#### [INSTRUCTIONS TO FOLLOW]
Count the lines of the records below that contain the string "black", with uppercase and lowercase letters treated as different, and give only the number.

▼▼▼

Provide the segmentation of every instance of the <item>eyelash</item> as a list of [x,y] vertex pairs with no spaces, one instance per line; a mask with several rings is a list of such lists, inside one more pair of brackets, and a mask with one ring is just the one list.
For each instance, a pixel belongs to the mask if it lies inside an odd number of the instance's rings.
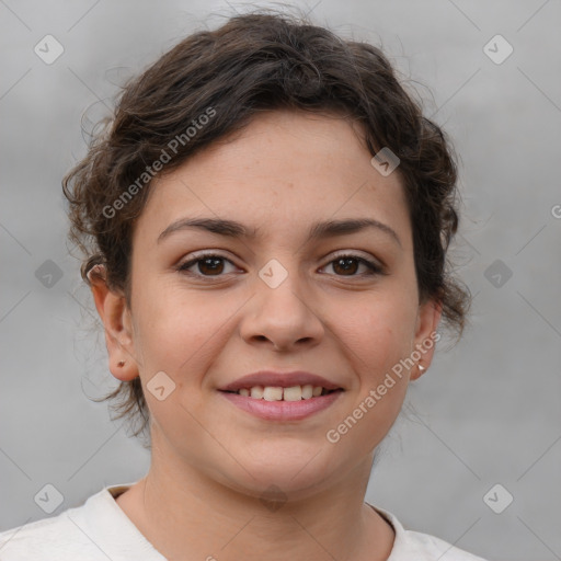
[[[234,265],[234,263],[232,263],[232,261],[229,260],[228,257],[226,257],[224,255],[220,255],[219,253],[210,253],[209,252],[209,253],[202,253],[202,254],[197,255],[196,257],[193,257],[190,261],[186,261],[185,263],[182,263],[181,265],[178,266],[178,271],[180,273],[185,273],[185,274],[190,274],[190,275],[193,275],[193,276],[198,276],[198,277],[202,277],[202,278],[214,278],[214,277],[220,278],[221,276],[224,276],[224,274],[220,274],[220,275],[203,275],[203,274],[199,274],[199,273],[192,273],[191,271],[188,271],[193,265],[196,265],[201,261],[204,261],[206,259],[213,259],[213,257],[227,261],[228,263]],[[386,274],[386,272],[383,271],[383,267],[381,265],[379,265],[379,264],[377,264],[377,263],[375,263],[373,261],[369,261],[369,260],[367,260],[365,257],[362,257],[359,255],[355,255],[354,253],[341,253],[339,255],[335,255],[324,266],[331,265],[331,264],[335,263],[337,260],[342,260],[342,259],[355,260],[359,264],[365,265],[368,268],[368,272],[367,273],[363,273],[363,274],[358,274],[358,275],[335,275],[335,276],[340,276],[340,277],[345,277],[345,276],[350,276],[350,277],[364,277],[364,276],[375,276],[375,275],[385,275]],[[225,274],[227,274],[227,273],[225,273]]]

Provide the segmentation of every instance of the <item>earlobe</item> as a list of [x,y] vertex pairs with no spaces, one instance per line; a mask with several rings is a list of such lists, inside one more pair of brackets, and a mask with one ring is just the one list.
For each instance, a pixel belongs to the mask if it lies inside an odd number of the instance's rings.
[[411,380],[420,378],[431,366],[436,342],[440,337],[436,332],[440,322],[443,307],[439,301],[431,299],[419,307],[414,337],[416,366],[411,370]]
[[88,275],[95,308],[105,328],[111,374],[130,381],[138,376],[138,364],[134,353],[130,311],[123,294],[108,288],[105,271],[96,265]]

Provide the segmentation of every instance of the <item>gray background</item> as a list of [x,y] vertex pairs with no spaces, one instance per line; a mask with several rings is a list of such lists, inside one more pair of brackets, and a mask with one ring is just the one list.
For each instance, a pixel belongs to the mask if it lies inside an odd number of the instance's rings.
[[[561,559],[560,2],[296,5],[346,37],[381,43],[461,158],[455,255],[476,295],[471,328],[455,347],[440,345],[411,387],[367,500],[491,560]],[[56,515],[148,468],[148,451],[88,399],[115,383],[65,241],[60,180],[85,153],[84,111],[91,126],[116,83],[245,9],[231,7],[0,0],[0,529],[45,517],[34,496],[47,483],[64,495]],[[65,48],[51,65],[34,53],[47,34]],[[496,34],[514,48],[500,65],[483,51]],[[36,276],[47,260],[62,273],[50,287],[45,270]],[[502,514],[483,501],[496,483],[514,497]]]

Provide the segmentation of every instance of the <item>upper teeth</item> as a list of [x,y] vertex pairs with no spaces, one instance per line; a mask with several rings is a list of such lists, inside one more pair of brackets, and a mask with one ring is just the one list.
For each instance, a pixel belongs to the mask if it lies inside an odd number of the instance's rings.
[[301,399],[321,396],[322,391],[321,386],[307,383],[306,386],[291,386],[290,388],[253,386],[252,388],[242,388],[238,390],[238,393],[253,399],[264,399],[265,401],[300,401]]

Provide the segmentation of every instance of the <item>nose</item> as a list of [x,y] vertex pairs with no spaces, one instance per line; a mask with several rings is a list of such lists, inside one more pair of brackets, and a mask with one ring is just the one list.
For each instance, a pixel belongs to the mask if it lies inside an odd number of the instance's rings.
[[271,346],[277,352],[301,351],[320,343],[323,322],[297,276],[289,274],[275,288],[255,279],[255,296],[240,324],[247,343]]

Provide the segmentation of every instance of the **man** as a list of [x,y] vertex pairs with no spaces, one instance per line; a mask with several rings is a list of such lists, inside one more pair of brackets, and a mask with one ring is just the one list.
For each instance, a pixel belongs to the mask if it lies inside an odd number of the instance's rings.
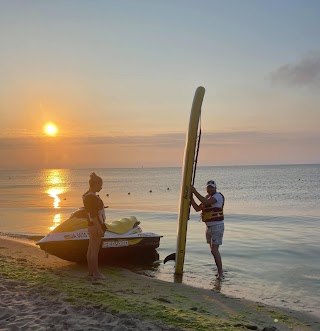
[[217,279],[223,279],[222,260],[219,252],[219,246],[222,245],[224,232],[224,196],[217,192],[217,184],[214,180],[207,182],[207,195],[202,196],[193,186],[191,192],[200,200],[198,205],[192,196],[191,204],[195,211],[202,211],[201,219],[206,223],[206,239],[210,245],[211,253],[214,257],[218,274]]

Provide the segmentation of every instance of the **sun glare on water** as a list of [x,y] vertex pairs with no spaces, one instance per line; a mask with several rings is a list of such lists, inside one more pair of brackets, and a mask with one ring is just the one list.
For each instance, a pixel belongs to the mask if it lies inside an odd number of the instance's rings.
[[58,128],[54,123],[46,123],[44,126],[44,132],[48,136],[55,136],[58,133]]

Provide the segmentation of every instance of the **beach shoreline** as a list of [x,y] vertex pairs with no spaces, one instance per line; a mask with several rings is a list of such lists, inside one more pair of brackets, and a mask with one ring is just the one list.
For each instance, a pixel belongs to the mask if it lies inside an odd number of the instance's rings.
[[103,266],[45,257],[34,243],[1,237],[0,328],[34,330],[318,330],[311,315]]

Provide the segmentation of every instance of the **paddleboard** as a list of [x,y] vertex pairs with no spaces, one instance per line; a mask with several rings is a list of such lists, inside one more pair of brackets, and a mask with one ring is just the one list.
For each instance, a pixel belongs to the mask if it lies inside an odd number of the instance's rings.
[[204,93],[204,87],[200,86],[197,88],[191,108],[182,168],[176,253],[169,255],[164,261],[167,262],[168,260],[175,259],[175,273],[178,275],[183,273],[187,227],[190,213],[191,182],[195,166],[196,142]]

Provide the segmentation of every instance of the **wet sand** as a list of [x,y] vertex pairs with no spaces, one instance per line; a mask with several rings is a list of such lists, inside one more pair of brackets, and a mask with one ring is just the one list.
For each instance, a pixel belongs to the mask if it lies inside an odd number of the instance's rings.
[[106,280],[90,280],[85,266],[46,258],[32,242],[1,237],[0,329],[320,330],[315,317],[293,310],[123,268],[101,271]]

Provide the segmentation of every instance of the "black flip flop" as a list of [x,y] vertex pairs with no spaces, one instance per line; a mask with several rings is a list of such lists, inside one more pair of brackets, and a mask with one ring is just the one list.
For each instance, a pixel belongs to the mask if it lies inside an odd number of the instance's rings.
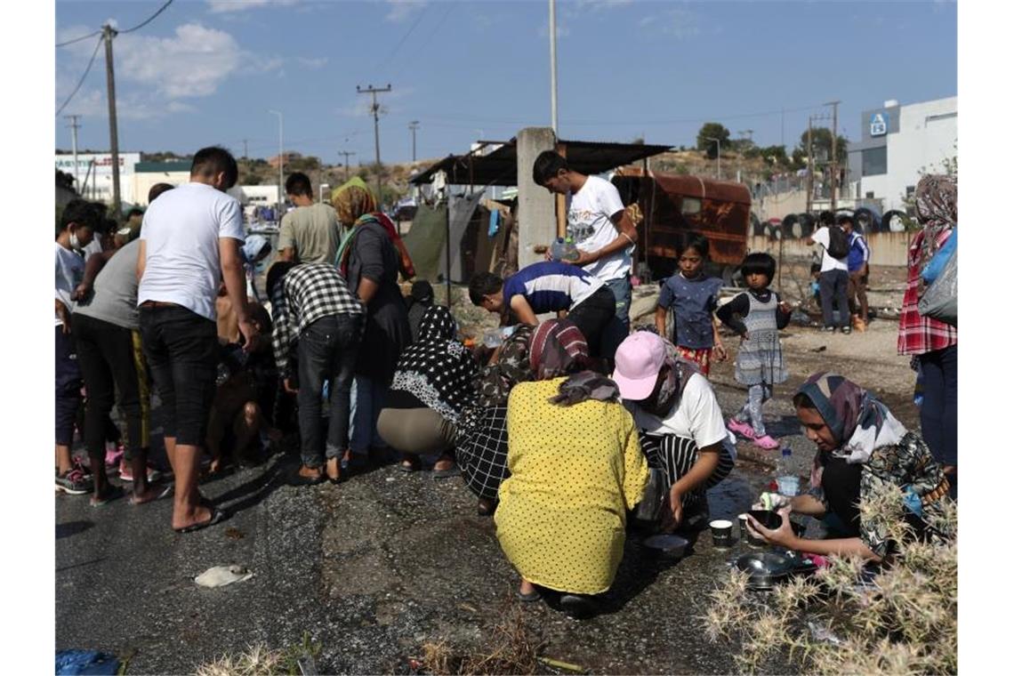
[[225,512],[218,509],[217,507],[211,508],[211,518],[207,521],[202,521],[200,523],[191,524],[190,526],[184,526],[183,528],[173,528],[172,530],[177,533],[194,533],[196,531],[207,528],[208,526],[214,526],[216,523],[225,520]]

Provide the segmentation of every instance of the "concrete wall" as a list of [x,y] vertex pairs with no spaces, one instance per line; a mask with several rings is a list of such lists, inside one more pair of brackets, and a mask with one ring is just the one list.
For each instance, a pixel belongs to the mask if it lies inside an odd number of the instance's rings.
[[[909,232],[874,232],[866,236],[866,241],[870,245],[870,264],[874,266],[888,266],[904,268],[909,265],[909,238],[915,233]],[[820,246],[814,244],[809,246],[806,239],[768,239],[767,237],[748,237],[746,247],[749,251],[767,251],[778,258],[779,246],[781,245],[782,255],[788,257],[809,257],[813,251],[819,250]]]
[[544,150],[554,150],[557,137],[548,127],[529,127],[517,135],[518,266],[545,260],[534,247],[548,246],[557,236],[556,200],[531,179],[531,165]]

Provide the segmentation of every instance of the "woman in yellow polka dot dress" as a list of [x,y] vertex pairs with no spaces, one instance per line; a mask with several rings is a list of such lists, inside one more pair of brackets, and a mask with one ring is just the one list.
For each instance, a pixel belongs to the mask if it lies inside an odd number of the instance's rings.
[[516,385],[507,404],[511,475],[500,485],[497,538],[521,574],[519,598],[537,600],[538,585],[586,614],[584,596],[615,577],[648,465],[615,383],[581,371],[588,346],[573,322],[539,324],[529,359],[536,381]]

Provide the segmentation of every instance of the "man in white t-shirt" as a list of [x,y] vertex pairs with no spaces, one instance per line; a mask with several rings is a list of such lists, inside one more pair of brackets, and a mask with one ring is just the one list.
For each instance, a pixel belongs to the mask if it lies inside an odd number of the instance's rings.
[[[851,333],[851,316],[849,314],[849,252],[841,258],[827,252],[830,247],[830,229],[838,228],[835,216],[830,212],[820,214],[820,227],[806,238],[807,244],[820,244],[823,250],[820,255],[820,310],[823,314],[823,329],[835,331],[834,305],[838,306],[838,326],[843,333]],[[843,232],[844,236],[845,233]]]
[[201,448],[215,390],[219,280],[232,301],[245,348],[257,328],[246,305],[239,246],[239,203],[225,194],[236,182],[236,160],[224,148],[194,156],[191,182],[165,193],[145,212],[138,248],[137,301],[144,352],[165,409],[165,453],[175,474],[172,528],[187,533],[224,514],[198,492]]
[[[630,329],[631,255],[637,244],[637,228],[631,221],[620,192],[598,176],[575,171],[552,150],[539,154],[531,169],[536,183],[551,193],[570,196],[567,234],[580,253],[576,260],[584,271],[602,282],[617,298],[617,317]],[[617,345],[619,345],[619,341]],[[614,352],[609,350],[609,354]]]

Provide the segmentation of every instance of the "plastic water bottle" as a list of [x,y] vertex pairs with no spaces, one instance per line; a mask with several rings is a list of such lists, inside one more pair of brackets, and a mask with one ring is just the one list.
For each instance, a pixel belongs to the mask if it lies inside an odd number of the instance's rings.
[[580,252],[570,237],[557,237],[550,247],[550,257],[553,260],[577,260]]
[[782,449],[782,459],[778,463],[778,493],[786,498],[799,495],[799,476],[792,471],[792,449],[786,446]]

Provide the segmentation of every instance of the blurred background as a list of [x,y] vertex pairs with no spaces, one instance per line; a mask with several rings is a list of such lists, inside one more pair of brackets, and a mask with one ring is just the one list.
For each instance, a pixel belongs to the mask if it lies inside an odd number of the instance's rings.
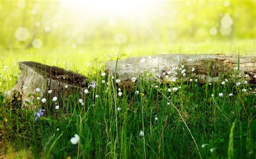
[[254,45],[255,5],[255,0],[1,0],[0,48]]

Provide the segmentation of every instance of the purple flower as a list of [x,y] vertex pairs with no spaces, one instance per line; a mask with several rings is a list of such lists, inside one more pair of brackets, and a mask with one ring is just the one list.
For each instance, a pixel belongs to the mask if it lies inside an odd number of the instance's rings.
[[42,111],[45,111],[45,110],[42,110],[41,109],[38,109],[38,111],[37,112],[35,113],[35,115],[36,115],[36,118],[35,118],[35,121],[37,121],[37,118],[41,118],[42,115],[44,114],[44,113]]
[[92,80],[92,84],[90,84],[89,86],[88,86],[88,88],[89,88],[89,87],[90,87],[91,86],[92,86],[93,88],[95,88],[97,86],[96,82],[95,82],[95,81],[94,80]]

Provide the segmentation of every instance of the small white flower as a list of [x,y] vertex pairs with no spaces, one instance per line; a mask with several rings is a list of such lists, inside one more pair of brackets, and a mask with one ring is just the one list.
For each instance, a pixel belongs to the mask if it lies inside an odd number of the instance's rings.
[[26,101],[26,102],[29,102],[29,102],[30,102],[30,99],[26,98],[26,99],[25,100],[25,101]]
[[131,80],[132,81],[132,82],[135,82],[136,80],[137,80],[137,78],[135,77],[132,77],[132,78],[131,78]]
[[46,99],[45,98],[43,98],[42,99],[42,102],[43,102],[43,103],[45,103],[45,102],[46,102]]
[[80,138],[79,137],[78,135],[76,134],[75,134],[75,138],[72,138],[71,139],[70,139],[70,141],[73,144],[76,144],[78,143],[79,140],[80,140]]
[[106,76],[106,73],[102,73],[102,76],[103,76],[103,77],[104,77],[104,76]]
[[56,101],[57,99],[58,99],[58,98],[56,96],[55,96],[55,97],[53,97],[53,98],[52,98],[52,101],[53,101],[53,102]]
[[83,99],[79,99],[78,101],[79,101],[79,103],[83,103]]
[[208,144],[202,144],[202,148],[205,148],[206,146],[208,145]]
[[123,93],[122,92],[118,92],[118,96],[119,96],[120,97],[121,97],[122,95],[123,95]]
[[23,90],[25,90],[28,89],[28,86],[25,86],[25,85],[23,85]]
[[172,88],[172,90],[174,91],[174,92],[177,91],[178,90],[178,88],[174,87],[174,88]]
[[89,92],[89,91],[87,89],[85,89],[84,92],[85,94],[87,94]]
[[116,82],[118,83],[120,83],[121,82],[121,80],[120,79],[117,79],[117,80],[116,80]]
[[145,59],[144,58],[142,59],[142,60],[140,60],[140,62],[144,62],[145,61],[146,61],[146,59]]
[[210,151],[212,153],[214,151],[214,150],[215,150],[215,148],[212,148],[211,149],[210,149]]

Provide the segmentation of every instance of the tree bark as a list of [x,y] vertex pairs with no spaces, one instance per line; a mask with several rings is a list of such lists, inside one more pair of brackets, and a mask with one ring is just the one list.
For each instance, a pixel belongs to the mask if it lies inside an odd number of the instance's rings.
[[[255,84],[254,77],[256,74],[255,59],[256,56],[241,56],[239,59],[238,56],[232,55],[188,54],[129,57],[118,61],[116,73],[121,81],[121,85],[129,86],[131,84],[131,77],[138,77],[139,75],[147,72],[154,75],[157,74],[160,82],[166,80],[166,75],[169,76],[167,80],[172,81],[179,76],[179,75],[175,75],[175,73],[178,73],[179,71],[175,71],[172,69],[184,65],[184,68],[181,69],[186,69],[186,74],[183,77],[183,80],[187,81],[191,78],[198,78],[200,82],[205,83],[209,80],[218,79],[220,74],[228,71],[234,73],[234,70],[239,67],[239,76],[248,74],[250,77],[247,77],[247,81],[251,84]],[[116,70],[116,61],[106,62],[105,71],[113,75]],[[192,71],[192,68],[195,69],[194,71]]]
[[[21,77],[8,96],[12,103],[18,102],[23,106],[34,109],[35,104],[41,102],[41,100],[37,99],[38,97],[48,100],[51,100],[55,96],[58,99],[60,97],[65,99],[75,92],[82,93],[83,88],[87,86],[86,77],[59,67],[31,61],[20,62],[19,67]],[[36,91],[37,88],[41,91]],[[52,91],[48,93],[50,90]],[[30,102],[26,102],[28,99]],[[62,104],[58,104],[60,106]]]

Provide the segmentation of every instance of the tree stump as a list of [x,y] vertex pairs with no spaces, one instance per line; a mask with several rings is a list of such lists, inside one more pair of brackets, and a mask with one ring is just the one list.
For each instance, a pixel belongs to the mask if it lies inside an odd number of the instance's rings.
[[[21,77],[8,96],[12,102],[23,106],[31,106],[32,101],[38,100],[38,97],[51,100],[55,96],[60,99],[75,92],[82,93],[83,89],[87,86],[86,77],[59,67],[31,61],[20,62],[19,67]],[[37,88],[41,91],[37,91]],[[49,90],[52,90],[51,93]],[[35,107],[32,105],[32,109]]]
[[[220,74],[237,70],[239,67],[240,76],[244,74],[249,75],[247,80],[251,84],[255,84],[255,59],[256,56],[240,56],[238,66],[238,56],[232,55],[163,54],[129,57],[118,60],[116,73],[121,81],[121,85],[129,86],[131,77],[138,77],[145,73],[157,75],[160,82],[168,75],[167,80],[172,81],[177,77],[176,74],[178,70],[173,69],[178,66],[180,72],[186,69],[186,75],[183,78],[185,81],[191,78],[199,78],[200,82],[205,83],[208,81],[218,79]],[[105,71],[113,75],[116,63],[116,61],[106,62]],[[184,68],[181,66],[184,66]],[[192,71],[193,68],[194,71]]]

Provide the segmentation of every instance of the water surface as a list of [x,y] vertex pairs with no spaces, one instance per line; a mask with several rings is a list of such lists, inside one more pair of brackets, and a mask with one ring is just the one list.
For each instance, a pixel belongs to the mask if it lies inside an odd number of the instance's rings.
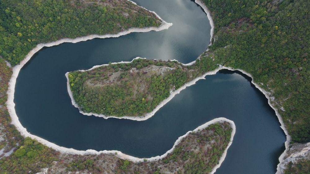
[[157,32],[65,43],[41,50],[21,70],[16,82],[14,102],[23,126],[60,146],[117,150],[147,158],[164,153],[188,131],[224,117],[235,122],[237,131],[217,173],[274,173],[284,150],[284,134],[264,96],[234,72],[207,76],[144,121],[86,116],[72,105],[67,72],[137,56],[186,63],[206,49],[210,27],[196,4],[185,0],[135,1],[173,25]]

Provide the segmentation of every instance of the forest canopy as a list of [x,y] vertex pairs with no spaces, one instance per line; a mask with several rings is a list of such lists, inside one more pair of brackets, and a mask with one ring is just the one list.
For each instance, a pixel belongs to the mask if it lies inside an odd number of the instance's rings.
[[310,2],[204,2],[215,23],[215,63],[251,74],[274,98],[293,142],[310,141]]
[[0,55],[14,66],[40,43],[161,23],[129,1],[1,1]]

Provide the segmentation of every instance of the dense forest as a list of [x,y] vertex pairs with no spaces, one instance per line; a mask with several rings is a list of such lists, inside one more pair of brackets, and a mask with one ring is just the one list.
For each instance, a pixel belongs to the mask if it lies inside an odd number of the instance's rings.
[[[1,1],[0,55],[14,66],[39,43],[160,24],[155,18],[146,17],[153,15],[126,1],[101,1],[107,6],[89,1]],[[210,51],[202,57],[212,57],[214,60],[206,59],[201,69],[213,69],[219,64],[250,73],[256,83],[270,92],[272,104],[292,136],[292,142],[310,141],[310,2],[307,0],[203,1],[211,12],[215,28]],[[143,13],[147,13],[140,15]],[[105,18],[108,17],[113,20],[105,22],[105,19],[109,18]],[[82,25],[85,23],[89,24]],[[6,101],[3,91],[7,90],[11,73],[0,61],[2,105]],[[5,104],[1,105],[0,116],[1,129],[5,129],[7,140],[0,146],[8,147],[7,151],[19,143],[18,151],[0,160],[1,172],[26,173],[33,169],[34,172],[41,167],[50,166],[52,160],[58,161],[53,157],[57,153],[20,135],[10,124]],[[30,165],[41,157],[51,160],[43,159],[38,166]],[[93,166],[92,162],[77,160],[67,166],[78,170]],[[291,164],[286,172],[307,173],[309,163],[303,160],[296,166]],[[120,170],[132,165],[121,161],[118,164]]]
[[[207,57],[185,66],[176,61],[139,58],[68,74],[73,98],[83,112],[117,117],[141,116],[171,93],[216,67]],[[213,65],[213,66],[212,66]]]
[[221,19],[215,61],[252,74],[274,98],[292,140],[310,141],[310,2],[230,1],[204,1]]
[[[270,92],[291,143],[308,142],[310,2],[279,1],[204,0],[216,31],[205,55],[212,53],[216,63],[251,74]],[[300,163],[291,163],[286,172],[308,173],[308,160]]]
[[18,64],[38,44],[158,26],[153,13],[127,1],[0,1],[0,55]]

▲▲▲

#### [RESULT FOR THIS EXERCISE]
1